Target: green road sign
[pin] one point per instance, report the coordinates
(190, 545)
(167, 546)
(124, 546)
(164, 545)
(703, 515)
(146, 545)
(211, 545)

• • • •

*WHAT IS REQUIRED*. A complete, exact repeat of the records is the required answer.

*TASK SOLUTION*.
Target: green road sign
[pin] one point per instance, report the coordinates
(190, 545)
(167, 546)
(124, 546)
(164, 545)
(703, 515)
(146, 545)
(211, 545)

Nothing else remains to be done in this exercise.